§ **Problem**: Retyping all the entries exactly is the whole task.

§ **Recorded data**:
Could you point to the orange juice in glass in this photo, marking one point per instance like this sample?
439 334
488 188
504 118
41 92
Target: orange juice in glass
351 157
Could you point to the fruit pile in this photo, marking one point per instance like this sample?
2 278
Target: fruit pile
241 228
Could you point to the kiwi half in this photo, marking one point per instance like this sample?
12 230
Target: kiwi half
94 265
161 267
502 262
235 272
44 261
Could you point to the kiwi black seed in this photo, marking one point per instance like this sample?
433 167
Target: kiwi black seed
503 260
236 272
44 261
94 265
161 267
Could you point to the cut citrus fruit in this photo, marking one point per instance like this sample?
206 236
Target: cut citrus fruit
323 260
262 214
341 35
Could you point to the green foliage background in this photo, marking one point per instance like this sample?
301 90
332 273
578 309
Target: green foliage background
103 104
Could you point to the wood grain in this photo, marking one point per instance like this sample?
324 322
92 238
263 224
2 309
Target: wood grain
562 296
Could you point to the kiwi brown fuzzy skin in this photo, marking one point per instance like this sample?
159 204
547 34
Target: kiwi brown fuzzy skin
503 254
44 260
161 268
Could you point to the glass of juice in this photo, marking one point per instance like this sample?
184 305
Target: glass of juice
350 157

§ **Response to this exercise**:
Could you point to the orange juice in glass in this photo, marking one point per instance like this sample?
439 334
488 188
504 118
41 92
Target: orange juice in glass
351 157
Could you point to the fruit pile in this photo, marking one point per instance like this sample?
2 278
Target: fruit pile
241 228
Could you point to the kiwi half in this photo, marking one point per instance like this sample?
12 230
Target: kiwi half
94 265
161 267
502 262
235 272
44 261
Could you point to the kiwi black seed in this photo, marking one point per instance like this sample?
433 167
Target: kiwi black seed
503 260
236 272
44 261
94 265
161 267
Could you point to the cut citrus fruit in this photo, marking one point per instance like this sample?
206 236
Target: cut citrus fruit
323 260
262 214
341 35
Could you point to the green foliage background in this photo, marking one point per instance like this sample?
301 90
332 273
578 309
Target: green foliage background
103 104
Could you point to the wood grain in this photo, marking one point per instance like this sample?
324 322
92 238
263 224
2 309
Target: wood grain
562 296
Could you point to the kiwi brown fuzzy skin in this photo, marking one point per instance like this sample?
159 204
547 34
Target: kiwi brown fuzzy skin
503 254
44 260
161 268
Could you point to the glass of juice in this photo, marking one point per instance like this sample?
184 305
Target: glass of juice
350 157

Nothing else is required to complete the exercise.